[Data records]

····················

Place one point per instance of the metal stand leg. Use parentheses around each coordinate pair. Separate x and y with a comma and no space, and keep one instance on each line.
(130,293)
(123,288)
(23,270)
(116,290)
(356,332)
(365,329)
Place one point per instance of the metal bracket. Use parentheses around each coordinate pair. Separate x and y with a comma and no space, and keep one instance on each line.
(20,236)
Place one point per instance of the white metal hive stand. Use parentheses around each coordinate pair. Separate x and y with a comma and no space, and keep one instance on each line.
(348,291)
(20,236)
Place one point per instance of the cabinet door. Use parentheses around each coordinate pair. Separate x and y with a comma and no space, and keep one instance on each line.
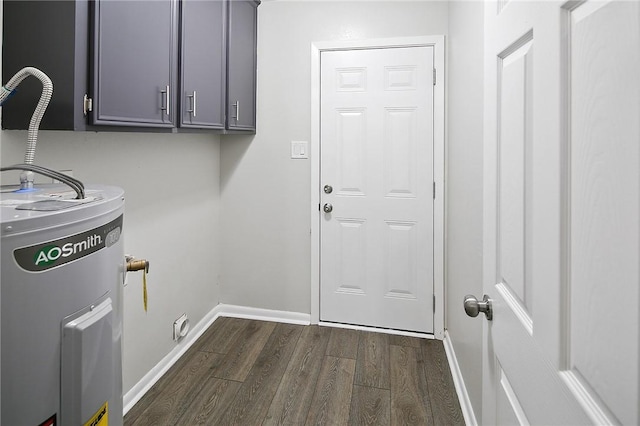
(135,54)
(241,67)
(203,64)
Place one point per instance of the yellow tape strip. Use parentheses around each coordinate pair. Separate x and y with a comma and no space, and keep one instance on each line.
(144,289)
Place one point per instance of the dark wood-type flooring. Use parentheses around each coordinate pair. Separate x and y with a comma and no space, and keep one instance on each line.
(245,372)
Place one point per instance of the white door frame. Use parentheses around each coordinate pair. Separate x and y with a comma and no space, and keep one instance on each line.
(437,42)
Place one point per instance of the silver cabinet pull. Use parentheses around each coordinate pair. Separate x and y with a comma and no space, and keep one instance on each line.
(193,103)
(237,106)
(166,97)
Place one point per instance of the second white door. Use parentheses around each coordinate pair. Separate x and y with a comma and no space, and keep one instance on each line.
(376,176)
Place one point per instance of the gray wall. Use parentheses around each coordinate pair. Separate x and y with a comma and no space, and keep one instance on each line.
(266,195)
(464,188)
(172,218)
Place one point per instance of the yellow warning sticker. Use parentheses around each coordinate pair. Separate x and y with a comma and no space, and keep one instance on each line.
(101,418)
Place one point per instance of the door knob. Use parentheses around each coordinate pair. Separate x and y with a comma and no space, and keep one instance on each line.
(473,307)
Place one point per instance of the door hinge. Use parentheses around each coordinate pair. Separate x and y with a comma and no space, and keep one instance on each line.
(87,104)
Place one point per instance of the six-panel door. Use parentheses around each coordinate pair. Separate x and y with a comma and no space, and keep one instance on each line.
(377,155)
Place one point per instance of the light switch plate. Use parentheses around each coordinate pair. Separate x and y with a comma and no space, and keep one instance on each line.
(299,149)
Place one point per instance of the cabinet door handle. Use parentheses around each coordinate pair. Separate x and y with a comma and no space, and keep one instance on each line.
(166,97)
(193,103)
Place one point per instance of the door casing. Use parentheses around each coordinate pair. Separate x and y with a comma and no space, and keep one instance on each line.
(437,42)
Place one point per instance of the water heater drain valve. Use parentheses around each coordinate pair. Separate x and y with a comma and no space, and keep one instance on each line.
(134,264)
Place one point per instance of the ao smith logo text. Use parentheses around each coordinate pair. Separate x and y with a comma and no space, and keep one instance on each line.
(51,254)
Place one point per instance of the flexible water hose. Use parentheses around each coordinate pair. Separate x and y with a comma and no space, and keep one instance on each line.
(45,97)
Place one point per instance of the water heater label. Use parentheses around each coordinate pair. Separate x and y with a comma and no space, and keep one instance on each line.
(51,254)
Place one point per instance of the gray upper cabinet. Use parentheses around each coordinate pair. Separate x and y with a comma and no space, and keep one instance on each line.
(241,65)
(134,62)
(143,63)
(203,64)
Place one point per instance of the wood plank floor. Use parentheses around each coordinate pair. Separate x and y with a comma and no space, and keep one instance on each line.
(245,372)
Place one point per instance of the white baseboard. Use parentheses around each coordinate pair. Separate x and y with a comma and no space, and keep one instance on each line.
(142,387)
(458,381)
(377,330)
(236,311)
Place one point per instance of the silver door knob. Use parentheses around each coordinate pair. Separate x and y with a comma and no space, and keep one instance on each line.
(473,307)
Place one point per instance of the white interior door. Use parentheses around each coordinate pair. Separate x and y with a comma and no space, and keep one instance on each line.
(376,154)
(561,212)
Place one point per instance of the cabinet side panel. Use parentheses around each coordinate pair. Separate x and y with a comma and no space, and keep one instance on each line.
(241,66)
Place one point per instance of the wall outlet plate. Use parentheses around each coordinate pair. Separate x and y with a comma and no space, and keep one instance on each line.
(180,327)
(299,149)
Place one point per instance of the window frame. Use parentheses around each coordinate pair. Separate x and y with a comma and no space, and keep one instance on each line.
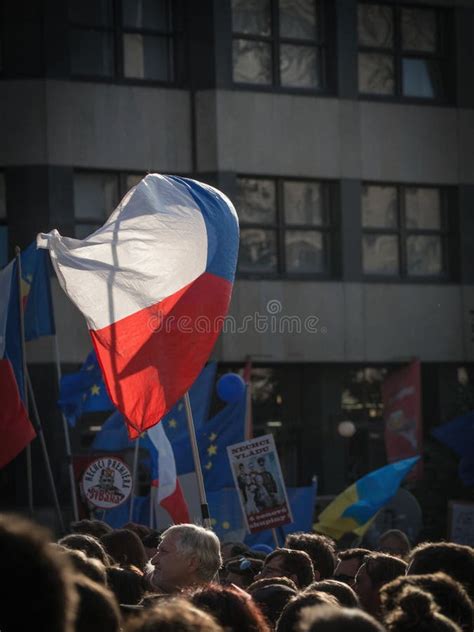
(275,40)
(444,55)
(445,233)
(118,30)
(280,226)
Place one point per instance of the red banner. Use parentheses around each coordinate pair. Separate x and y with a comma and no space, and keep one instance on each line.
(401,395)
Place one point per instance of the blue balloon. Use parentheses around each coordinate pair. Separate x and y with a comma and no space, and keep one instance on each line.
(230,388)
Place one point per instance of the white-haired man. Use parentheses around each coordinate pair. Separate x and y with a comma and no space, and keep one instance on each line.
(188,555)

····················

**Do this**
From the listing above, print every entry precisely and drop the pictures.

**Response to the task**
Place one point per instance of the metal stand leg. Use parentheses around each coordinate pair. Separate x and y with a comma and no space, and keep one instance on each line.
(130,293)
(123,288)
(23,270)
(116,290)
(356,332)
(365,329)
Place one point per instance of the metal bracket. Use parentheses around each coordinate pair. Separate x and y with a comma and no space, and keep one instance on each line.
(20,236)
Place one point per instance of the white metal hive stand. Use parentheses around each coordinate pair. Separate x and y with a comma and no space, and keep one instance on each line.
(348,291)
(20,236)
Place one point per instance of the cabinet door. Use parentheses around each coordinate pair. Separate x and y with a comma and no space, and keep one instance on each line.
(135,54)
(241,67)
(203,64)
Place one point per instance of the yellow tape strip. Use parentheses around each coordinate pair. Separate x and y with a comma and no space, and keep one instance on each line.
(144,289)
Place one point per instance of the dark wood-type flooring. Use parentheses around each coordinate pair. Separate x and y with a comma and no space, and keep one instance on each line.
(245,372)
Place one point per instance of the white door frame. Use parentheses around each coordinate pair. Separate x and y with a comma and no space, and keep one instance on each line.
(437,42)
Place one point per instance of the silver cabinet pull. Use parentheses around each coordinate pair. Separate x and y with a comma and no space, and keep one instance on each line.
(193,103)
(237,106)
(166,97)
Place one point per instance of the second white door. Use parentheses around each coordinate pair. Separate x and y with a comma and no space, and keep one instance on each line.
(376,176)
Place one point per instance of the gray wall. Use parentheses around each coordinate pair. Separate x and y with a comma and no space, and keep one instance on each line.
(266,195)
(464,188)
(172,218)
Place one point per instance of the yellow warning sticker. Use parentheses around each coordinate pair. Separate x and y with a comma and no space, and keep one instance on each line.
(101,418)
Place one point per instance of the door knob. Use parentheses around each coordinate pair. Separate x and y with a comma and no space, and keep one instance on each line.
(473,307)
Place one point per instance of the door hinge. Use parentheses around each coordinate pair. Separate x and y with a comma and no space, and keep one instance on each line.
(87,104)
Place one point per instance of the six-panel door. Use parentheses around each coordinate pair. Separate x and y with a comma and no space, and keep one instance on each line.
(377,155)
Place one point per instance of the light switch plate. Use parentheses around each coordinate pair. Separate x and y with a comma and no space, and keep one instance on each line.
(299,149)
Place one point per instance of the cabinet door handle. Use parentheses around each coordinate pair. Separate x and y with a comma and no space, and keep one instance on each line.
(166,97)
(193,103)
Place one point per instance of the door casing. Use parentheses around each coordinate pair. Separate x and y with a comma and no space, and keep one instance on each line.
(437,42)
Place one point per instance of the water heater drain valve. Use parentheses around each coordinate pair. Separate x and y with a comma and no space, and keep one instance on each line.
(134,264)
Place one point per instance of the ao smith logo text. Use parentheses around each coordinate pair. Separate x and y with a comma and no space, and keep one instance on each line.
(51,254)
Place one point per instance of the flexible water hose. Use parentheses around each coordinate pair. Separate x and y with a comma and no space, and keep one instance on each line.
(45,97)
Place one point per instance of the water heater label. Use parentheses around each coordinate pair. Separate x and y with a comma and no space, and keep one instance on each line.
(51,254)
Place one point per instance of the gray upper cabinet. Use parentheses around each coordinate pair. Separate x and y with a comma and no space, and keep one instance on each line.
(241,65)
(134,62)
(143,63)
(203,64)
Place one point per instance of the wood plank floor. Use parentheses around each coordinate pair. Separate x and y with a comma and no space, and keep one instance on each line.
(245,372)
Place one point per instance of the white baseboard. Use parentheses around each coordinate pair. Separate x and y with a comma and no space, and keep one instance on each line.
(142,387)
(458,381)
(377,330)
(236,311)
Place one point per instance of the silver door knob. Use parentheses around each coordinate pair. Separate x and y with a comma and no space, and keep one instance on each line.
(473,307)
Place one point per instance of the white interior door. Use parentheses around each coordinate pair. Separate x and y with a comma and no space, and keep one instance on each line.
(376,154)
(561,212)
Place one point per instance of the cabinet side panel. Use parentheses around each coordinate pair. Separate x and y with a comma and no space, and keep one instance on each line.
(241,66)
Place one point per instance of the wall outlet plate. Use parentheses around each coordinate pair. Separate x and y with a comma and no space, and keep one instance on each line.
(180,327)
(299,149)
Place one point per instance of the window frame. Use parentheses around each coordinate pair. Separate x and y with a comma and no space, and keep one instance on each line.
(275,40)
(444,55)
(445,233)
(118,30)
(280,226)
Place one point per instance of the red banner. Use parentheses around each coordinate pair. Separate x and y with a comma and no space, and keep one instance on each line.
(401,395)
Place one point per instance of the blue balloon. Use parentheses around each coordinate pair. Separate x and y with a comma and no space, and keep one instance on each line.
(230,388)
Place one point per instance of the white-haired man. Use parentheses around each coordinate pair. Separate x and y with a comma and no space, and keep one instance on each line.
(188,555)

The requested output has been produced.